_Task set_:
• A. According to the passage below, what actions can get a person brought to the minister? List all of them.
• B. Collect every line of the records below that contains the string "advertisement".

_Selection_:
==============================

Hi there! My name is Ev and i am a closet gay living in a strict christian society. If you are caught being gay, making weird jokes, having sex before marriage, or even watching an older movie, you get brought to our minister so they can "save" you from eternal damnation. Everyone is kind, but being gay is unheard of. This is where my problem starts.
I have told nobody that I am gay. nobody. Except for my best friend that i will love to the end, Ashlyn. she and I are mostly open to each other, and i even wonder sometimes if she is lesbien. and if she is, I would support her so much. But anyways, I have a few other friends then her, and half are guys, half are girls. We are what you would call the cool kids (Ashlyn's words, not mine). we are fairly delinquent and we get detentions fairly often, one time i got a suspension for making "innapropiate jokes"(b.s. by the way). i've known I was gay since I was fairly young and i am a BL fanboy. I do everything at home on my own, in my room and life has been bearable. But we got a new kid in my class last year. His name was zack. The first day he walked in, I fell in love.

==============================

_Stored records_:
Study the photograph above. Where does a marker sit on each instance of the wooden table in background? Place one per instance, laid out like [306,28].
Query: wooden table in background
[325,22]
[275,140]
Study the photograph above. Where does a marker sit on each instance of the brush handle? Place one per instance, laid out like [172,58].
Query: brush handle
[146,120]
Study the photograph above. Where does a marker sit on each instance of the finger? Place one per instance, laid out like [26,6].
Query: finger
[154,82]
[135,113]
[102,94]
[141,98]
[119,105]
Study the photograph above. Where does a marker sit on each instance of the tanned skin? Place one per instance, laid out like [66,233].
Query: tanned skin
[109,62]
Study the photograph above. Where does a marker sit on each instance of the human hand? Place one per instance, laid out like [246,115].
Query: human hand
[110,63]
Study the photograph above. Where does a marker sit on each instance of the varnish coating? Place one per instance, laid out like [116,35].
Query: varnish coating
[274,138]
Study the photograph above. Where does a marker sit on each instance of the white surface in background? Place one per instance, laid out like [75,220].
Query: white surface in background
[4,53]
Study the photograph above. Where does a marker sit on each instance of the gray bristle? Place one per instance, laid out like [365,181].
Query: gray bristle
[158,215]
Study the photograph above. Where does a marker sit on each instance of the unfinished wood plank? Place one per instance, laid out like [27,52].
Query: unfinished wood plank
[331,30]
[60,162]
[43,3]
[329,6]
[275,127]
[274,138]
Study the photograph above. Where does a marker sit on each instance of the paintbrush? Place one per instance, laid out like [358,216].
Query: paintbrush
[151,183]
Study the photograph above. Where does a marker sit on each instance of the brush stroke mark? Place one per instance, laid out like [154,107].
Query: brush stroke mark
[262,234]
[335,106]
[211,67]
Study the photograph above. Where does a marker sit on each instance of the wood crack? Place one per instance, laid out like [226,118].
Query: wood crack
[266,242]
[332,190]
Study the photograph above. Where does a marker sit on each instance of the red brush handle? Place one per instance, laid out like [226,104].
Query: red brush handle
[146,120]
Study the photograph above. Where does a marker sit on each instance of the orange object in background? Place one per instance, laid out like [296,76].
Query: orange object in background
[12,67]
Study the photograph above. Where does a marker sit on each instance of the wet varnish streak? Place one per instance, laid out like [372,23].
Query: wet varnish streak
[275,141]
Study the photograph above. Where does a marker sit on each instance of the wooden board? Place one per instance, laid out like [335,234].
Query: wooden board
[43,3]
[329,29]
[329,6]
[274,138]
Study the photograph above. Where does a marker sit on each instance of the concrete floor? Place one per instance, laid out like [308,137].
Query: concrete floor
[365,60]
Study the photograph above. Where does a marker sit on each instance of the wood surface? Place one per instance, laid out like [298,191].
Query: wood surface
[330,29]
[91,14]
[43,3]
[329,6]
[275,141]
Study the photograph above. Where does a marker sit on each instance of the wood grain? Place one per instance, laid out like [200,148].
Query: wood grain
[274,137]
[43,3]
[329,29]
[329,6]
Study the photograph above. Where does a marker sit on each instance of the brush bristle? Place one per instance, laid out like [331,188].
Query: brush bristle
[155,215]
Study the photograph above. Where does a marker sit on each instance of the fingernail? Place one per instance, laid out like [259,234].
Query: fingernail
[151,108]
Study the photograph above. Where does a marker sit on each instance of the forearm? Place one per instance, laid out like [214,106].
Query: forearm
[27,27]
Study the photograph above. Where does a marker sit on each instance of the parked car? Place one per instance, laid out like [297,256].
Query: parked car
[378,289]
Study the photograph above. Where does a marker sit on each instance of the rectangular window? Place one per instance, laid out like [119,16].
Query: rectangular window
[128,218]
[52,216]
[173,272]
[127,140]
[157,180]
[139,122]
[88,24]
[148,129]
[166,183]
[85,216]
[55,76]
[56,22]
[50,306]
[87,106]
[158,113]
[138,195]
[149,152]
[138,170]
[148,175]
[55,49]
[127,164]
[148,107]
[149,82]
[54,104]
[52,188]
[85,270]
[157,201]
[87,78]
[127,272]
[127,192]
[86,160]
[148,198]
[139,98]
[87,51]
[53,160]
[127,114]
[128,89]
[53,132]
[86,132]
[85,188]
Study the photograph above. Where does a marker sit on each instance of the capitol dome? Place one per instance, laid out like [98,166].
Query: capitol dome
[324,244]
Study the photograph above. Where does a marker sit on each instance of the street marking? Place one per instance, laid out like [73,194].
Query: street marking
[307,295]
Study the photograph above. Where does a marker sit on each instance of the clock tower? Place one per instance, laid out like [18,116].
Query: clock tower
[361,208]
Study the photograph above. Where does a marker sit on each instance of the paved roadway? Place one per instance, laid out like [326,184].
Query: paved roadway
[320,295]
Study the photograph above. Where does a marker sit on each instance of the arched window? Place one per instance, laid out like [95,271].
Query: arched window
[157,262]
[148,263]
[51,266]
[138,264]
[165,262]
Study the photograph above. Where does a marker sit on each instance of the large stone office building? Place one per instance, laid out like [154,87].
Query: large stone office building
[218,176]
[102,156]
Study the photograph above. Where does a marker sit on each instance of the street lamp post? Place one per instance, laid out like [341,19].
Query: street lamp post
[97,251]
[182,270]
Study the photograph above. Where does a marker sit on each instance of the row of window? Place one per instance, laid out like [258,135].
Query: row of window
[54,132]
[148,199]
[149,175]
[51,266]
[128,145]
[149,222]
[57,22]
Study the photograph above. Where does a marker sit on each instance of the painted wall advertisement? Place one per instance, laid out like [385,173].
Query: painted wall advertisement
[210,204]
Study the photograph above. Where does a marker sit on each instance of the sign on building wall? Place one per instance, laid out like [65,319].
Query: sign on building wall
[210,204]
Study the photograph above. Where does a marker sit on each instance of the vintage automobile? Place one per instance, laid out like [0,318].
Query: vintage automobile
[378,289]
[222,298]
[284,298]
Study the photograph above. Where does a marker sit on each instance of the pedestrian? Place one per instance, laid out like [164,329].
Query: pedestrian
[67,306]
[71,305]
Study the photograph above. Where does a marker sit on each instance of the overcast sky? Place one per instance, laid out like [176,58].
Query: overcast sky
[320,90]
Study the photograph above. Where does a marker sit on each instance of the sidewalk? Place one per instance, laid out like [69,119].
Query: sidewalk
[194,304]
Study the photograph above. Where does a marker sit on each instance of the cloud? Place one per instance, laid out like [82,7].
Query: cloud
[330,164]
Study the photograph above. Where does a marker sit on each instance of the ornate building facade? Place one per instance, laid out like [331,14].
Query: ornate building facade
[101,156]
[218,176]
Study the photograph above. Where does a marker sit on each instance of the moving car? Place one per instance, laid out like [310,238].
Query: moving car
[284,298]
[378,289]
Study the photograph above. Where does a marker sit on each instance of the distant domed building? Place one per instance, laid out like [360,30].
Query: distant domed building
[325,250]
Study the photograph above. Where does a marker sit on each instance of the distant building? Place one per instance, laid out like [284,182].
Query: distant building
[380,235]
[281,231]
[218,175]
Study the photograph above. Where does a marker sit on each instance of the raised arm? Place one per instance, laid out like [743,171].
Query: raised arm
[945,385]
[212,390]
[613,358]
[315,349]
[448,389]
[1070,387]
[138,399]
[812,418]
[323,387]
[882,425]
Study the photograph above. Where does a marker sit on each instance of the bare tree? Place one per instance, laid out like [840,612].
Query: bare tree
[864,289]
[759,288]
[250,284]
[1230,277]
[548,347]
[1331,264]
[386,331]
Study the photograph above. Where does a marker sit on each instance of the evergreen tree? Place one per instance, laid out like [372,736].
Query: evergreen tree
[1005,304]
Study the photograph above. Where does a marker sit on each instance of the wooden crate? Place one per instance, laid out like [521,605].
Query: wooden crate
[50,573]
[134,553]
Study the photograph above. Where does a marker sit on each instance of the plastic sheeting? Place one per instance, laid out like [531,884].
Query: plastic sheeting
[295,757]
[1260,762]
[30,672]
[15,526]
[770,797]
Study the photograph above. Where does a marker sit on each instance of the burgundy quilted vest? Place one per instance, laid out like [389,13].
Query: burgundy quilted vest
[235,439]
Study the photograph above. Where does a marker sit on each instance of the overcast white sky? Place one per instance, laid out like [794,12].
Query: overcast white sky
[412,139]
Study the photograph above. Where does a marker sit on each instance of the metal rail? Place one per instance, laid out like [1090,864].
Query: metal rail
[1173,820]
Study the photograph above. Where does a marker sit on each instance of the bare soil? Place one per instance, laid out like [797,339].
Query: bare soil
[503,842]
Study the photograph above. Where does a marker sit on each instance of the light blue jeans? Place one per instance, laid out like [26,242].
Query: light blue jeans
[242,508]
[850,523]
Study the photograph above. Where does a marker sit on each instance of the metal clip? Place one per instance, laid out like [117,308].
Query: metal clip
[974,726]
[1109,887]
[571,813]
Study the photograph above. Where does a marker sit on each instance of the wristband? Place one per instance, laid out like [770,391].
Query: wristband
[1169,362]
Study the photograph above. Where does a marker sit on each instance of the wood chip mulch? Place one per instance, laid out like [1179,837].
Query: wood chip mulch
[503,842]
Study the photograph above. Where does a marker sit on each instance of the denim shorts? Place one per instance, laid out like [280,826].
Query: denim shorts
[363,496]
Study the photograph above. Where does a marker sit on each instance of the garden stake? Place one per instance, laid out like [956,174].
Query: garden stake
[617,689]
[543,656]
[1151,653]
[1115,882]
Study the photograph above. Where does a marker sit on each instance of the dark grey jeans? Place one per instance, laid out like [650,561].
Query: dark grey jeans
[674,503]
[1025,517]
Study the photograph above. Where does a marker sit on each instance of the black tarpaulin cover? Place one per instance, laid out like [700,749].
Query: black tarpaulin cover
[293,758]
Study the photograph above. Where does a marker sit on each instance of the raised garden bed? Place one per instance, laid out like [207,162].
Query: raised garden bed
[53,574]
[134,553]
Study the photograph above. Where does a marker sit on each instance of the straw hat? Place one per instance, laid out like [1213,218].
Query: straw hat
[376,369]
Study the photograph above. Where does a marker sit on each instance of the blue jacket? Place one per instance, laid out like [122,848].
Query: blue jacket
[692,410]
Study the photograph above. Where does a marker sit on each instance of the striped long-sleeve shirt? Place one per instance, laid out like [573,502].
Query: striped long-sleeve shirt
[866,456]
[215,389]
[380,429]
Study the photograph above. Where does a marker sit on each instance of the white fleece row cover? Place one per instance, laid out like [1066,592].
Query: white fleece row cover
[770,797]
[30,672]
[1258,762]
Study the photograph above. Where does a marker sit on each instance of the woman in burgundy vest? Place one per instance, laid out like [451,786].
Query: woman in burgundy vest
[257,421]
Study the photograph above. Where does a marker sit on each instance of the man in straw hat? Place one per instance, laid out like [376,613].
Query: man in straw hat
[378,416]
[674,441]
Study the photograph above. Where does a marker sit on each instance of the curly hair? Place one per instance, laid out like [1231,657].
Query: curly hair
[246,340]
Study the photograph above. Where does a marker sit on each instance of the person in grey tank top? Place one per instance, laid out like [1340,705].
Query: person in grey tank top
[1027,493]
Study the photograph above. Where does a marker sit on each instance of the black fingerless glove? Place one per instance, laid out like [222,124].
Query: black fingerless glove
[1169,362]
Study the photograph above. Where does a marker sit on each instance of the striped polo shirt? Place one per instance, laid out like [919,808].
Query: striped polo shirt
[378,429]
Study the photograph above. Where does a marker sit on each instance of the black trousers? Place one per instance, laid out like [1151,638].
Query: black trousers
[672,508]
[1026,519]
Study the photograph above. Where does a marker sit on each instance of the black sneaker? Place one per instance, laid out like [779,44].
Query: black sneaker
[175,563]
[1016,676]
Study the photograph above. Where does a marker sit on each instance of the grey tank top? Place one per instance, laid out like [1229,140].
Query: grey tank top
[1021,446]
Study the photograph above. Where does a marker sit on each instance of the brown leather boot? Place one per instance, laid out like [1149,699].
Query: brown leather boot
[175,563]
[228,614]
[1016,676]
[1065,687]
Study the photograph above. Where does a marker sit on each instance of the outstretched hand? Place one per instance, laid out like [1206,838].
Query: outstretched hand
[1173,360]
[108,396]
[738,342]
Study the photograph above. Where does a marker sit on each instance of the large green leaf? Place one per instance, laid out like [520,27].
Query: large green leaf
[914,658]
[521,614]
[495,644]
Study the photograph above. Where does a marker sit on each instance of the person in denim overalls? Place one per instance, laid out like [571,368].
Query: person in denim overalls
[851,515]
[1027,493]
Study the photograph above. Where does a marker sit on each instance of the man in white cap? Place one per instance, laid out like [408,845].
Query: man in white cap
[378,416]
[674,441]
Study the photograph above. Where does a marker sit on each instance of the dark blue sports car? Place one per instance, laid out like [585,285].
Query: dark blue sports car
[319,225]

==============================

_Results of the exercise_:
• A.
- Being gay
- Making weird jokes
- Having sex before marriage
- Watching an older movie

• B.
Study the photograph above. Where does a marker sit on each instance of the painted wall advertisement? Place one per instance, laid out like [385,173].
Query: painted wall advertisement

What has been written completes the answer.